_Data entries_:
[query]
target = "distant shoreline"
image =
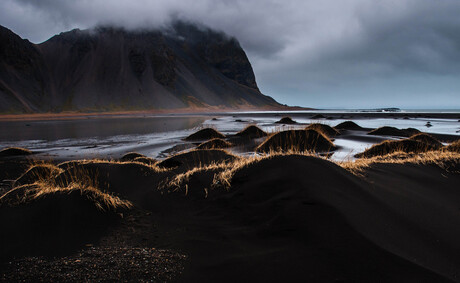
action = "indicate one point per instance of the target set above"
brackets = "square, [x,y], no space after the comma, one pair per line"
[72,115]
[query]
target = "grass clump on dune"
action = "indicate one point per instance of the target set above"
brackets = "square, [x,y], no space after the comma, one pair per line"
[38,172]
[426,138]
[252,131]
[205,134]
[392,131]
[324,129]
[214,144]
[441,158]
[406,145]
[455,146]
[47,218]
[298,141]
[14,151]
[286,120]
[145,160]
[348,125]
[197,158]
[130,156]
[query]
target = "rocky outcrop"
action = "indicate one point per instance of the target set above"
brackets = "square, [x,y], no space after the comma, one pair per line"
[106,69]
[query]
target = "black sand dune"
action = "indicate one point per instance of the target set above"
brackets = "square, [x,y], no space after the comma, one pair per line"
[426,138]
[145,160]
[252,131]
[392,131]
[326,130]
[214,144]
[14,152]
[348,125]
[317,222]
[455,146]
[194,158]
[412,145]
[130,156]
[53,222]
[286,120]
[296,140]
[282,218]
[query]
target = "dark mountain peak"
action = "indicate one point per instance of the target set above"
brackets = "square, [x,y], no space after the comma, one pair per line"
[111,68]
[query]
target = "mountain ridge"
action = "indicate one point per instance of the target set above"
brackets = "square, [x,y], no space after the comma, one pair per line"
[113,69]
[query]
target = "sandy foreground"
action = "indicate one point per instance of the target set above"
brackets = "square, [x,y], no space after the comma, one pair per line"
[208,215]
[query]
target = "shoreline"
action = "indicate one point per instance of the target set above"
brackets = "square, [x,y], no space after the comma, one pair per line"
[75,115]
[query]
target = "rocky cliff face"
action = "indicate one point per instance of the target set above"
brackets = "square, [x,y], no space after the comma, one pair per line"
[109,68]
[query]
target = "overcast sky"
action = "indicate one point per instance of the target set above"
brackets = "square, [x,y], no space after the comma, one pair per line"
[329,54]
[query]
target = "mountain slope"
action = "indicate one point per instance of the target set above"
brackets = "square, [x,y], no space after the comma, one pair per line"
[106,69]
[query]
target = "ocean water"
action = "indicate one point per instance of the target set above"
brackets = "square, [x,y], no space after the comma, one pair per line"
[153,136]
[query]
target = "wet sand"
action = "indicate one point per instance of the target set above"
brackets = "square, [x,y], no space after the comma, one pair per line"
[281,218]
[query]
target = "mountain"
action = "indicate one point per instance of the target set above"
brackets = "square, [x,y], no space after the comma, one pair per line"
[107,69]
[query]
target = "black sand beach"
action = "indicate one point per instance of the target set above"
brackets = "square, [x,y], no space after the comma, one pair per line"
[213,215]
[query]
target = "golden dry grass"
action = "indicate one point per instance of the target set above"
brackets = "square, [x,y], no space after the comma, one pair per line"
[438,157]
[79,180]
[297,141]
[455,146]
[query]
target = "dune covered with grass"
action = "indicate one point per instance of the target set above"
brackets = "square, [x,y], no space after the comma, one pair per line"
[205,134]
[297,140]
[287,214]
[326,130]
[415,144]
[214,144]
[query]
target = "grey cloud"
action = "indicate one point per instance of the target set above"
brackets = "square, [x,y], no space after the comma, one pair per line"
[308,52]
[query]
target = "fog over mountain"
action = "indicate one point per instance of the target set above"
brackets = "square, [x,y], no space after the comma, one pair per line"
[109,68]
[352,53]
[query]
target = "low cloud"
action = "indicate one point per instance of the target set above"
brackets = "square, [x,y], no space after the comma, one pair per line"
[313,53]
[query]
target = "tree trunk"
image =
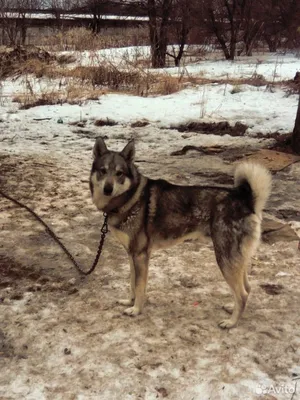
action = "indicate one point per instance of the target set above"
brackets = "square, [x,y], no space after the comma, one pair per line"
[296,132]
[158,34]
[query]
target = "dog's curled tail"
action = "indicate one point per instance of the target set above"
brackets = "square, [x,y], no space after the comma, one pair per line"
[259,180]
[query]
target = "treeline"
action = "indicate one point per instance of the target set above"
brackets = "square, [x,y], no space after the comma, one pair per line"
[236,26]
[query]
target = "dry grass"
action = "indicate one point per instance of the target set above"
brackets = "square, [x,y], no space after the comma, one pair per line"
[80,39]
[167,84]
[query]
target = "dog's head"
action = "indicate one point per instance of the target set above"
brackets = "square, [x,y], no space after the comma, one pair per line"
[113,173]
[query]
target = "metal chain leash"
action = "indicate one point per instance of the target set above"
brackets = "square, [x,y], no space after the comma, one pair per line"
[104,231]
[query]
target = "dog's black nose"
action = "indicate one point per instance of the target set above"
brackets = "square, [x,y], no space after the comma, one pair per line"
[108,188]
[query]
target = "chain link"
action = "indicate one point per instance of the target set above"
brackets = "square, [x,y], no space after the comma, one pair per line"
[104,231]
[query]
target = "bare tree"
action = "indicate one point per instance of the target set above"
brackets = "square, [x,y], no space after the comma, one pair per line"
[14,17]
[159,12]
[97,8]
[296,132]
[182,23]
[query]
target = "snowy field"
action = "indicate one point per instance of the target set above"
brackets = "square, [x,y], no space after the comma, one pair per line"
[62,337]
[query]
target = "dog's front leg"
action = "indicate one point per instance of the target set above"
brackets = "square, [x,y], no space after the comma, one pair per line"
[130,301]
[140,264]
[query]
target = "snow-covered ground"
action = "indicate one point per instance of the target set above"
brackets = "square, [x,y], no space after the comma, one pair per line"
[65,338]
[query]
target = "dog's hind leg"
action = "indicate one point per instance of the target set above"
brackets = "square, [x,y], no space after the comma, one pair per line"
[130,301]
[140,264]
[230,306]
[234,276]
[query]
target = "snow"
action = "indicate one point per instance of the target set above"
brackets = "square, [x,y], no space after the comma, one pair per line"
[175,345]
[261,110]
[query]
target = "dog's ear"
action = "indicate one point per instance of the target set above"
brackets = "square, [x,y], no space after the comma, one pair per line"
[99,148]
[129,151]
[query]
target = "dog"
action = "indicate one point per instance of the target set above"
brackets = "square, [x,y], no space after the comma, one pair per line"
[146,215]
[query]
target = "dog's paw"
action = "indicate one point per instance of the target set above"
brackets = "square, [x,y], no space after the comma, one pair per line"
[227,324]
[132,311]
[126,302]
[228,308]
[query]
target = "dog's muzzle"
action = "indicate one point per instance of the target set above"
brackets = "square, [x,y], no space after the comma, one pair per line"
[108,189]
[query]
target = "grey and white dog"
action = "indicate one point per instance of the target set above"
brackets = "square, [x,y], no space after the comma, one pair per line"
[146,214]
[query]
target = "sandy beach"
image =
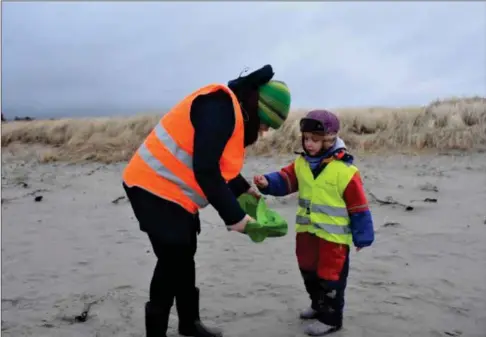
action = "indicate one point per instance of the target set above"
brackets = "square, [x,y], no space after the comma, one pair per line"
[424,276]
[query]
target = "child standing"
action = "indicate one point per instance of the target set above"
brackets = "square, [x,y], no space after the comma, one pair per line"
[332,214]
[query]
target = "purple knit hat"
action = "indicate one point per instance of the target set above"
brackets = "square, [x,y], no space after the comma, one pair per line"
[320,121]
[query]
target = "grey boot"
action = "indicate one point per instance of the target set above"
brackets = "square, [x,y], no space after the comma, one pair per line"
[156,320]
[189,321]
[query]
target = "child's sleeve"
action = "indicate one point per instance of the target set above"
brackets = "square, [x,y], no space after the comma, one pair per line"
[360,215]
[281,183]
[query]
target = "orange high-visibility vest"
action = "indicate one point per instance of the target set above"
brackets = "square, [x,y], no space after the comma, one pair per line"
[162,165]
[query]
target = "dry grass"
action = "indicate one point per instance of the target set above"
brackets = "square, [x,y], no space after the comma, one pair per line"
[450,124]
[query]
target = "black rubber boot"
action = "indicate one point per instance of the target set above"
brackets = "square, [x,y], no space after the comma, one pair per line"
[156,321]
[330,310]
[189,321]
[311,283]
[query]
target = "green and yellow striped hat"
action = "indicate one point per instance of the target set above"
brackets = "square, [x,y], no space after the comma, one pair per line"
[273,103]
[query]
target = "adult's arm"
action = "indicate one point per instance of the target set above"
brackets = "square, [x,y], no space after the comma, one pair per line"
[213,119]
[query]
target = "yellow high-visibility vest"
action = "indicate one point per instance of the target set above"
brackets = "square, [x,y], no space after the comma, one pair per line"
[321,208]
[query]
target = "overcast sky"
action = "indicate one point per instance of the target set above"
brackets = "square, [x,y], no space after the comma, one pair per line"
[123,57]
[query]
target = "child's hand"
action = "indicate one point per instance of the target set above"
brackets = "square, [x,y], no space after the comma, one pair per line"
[260,181]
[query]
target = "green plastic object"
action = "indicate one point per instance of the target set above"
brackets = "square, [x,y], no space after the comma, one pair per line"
[268,222]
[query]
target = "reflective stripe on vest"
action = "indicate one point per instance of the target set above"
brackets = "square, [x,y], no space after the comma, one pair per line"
[322,210]
[163,164]
[162,171]
[333,211]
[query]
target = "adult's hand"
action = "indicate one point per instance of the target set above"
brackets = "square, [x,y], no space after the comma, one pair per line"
[254,192]
[241,225]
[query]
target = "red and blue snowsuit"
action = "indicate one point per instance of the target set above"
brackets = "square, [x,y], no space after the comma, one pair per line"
[324,265]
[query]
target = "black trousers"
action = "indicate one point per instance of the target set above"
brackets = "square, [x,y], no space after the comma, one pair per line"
[172,232]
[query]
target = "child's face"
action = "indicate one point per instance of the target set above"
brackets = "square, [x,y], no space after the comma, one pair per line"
[313,143]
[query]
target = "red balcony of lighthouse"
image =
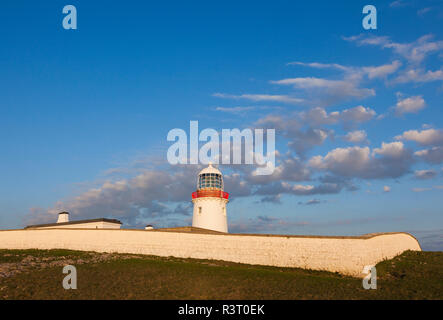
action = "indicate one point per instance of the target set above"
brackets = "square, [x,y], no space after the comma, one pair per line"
[210,193]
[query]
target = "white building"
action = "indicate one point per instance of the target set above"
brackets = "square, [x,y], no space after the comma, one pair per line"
[63,222]
[210,201]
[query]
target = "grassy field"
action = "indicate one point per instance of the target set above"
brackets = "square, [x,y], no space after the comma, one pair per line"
[37,274]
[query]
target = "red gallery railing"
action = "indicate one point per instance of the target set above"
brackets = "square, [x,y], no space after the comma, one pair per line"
[210,193]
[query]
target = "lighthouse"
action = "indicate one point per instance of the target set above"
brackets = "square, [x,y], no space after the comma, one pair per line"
[210,201]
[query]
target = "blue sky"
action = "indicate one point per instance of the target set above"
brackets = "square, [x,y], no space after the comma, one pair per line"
[85,113]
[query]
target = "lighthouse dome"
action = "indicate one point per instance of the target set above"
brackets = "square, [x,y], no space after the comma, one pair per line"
[210,178]
[210,169]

_AIM OF THE EXERCISE_:
Whenever a line of the entries contains the string "hand", copy that line.

_RESPONSE FOR THIS EXERCISE_:
target = "child's hand"
target = "adult's hand"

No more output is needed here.